* Exercise requirements
Extract every line from the records below that contains the word "this".
Segment Start: Data for processing
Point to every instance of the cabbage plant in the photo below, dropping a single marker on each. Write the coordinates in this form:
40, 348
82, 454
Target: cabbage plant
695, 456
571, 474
Segment End: Data for processing
Segment Start: Data for processing
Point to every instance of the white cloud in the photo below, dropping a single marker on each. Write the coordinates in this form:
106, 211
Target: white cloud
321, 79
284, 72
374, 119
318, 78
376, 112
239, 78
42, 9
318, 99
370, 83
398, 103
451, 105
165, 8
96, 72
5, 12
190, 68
Segment End: Data for processing
* Problem solution
Point to every instance of the cabbage plant in the photo below, dropping a single marker on each. Write the coordinates in this form:
Point to every instance of the white cloud in the photo below, dropping a single marker on each. Write the coordinates in this form:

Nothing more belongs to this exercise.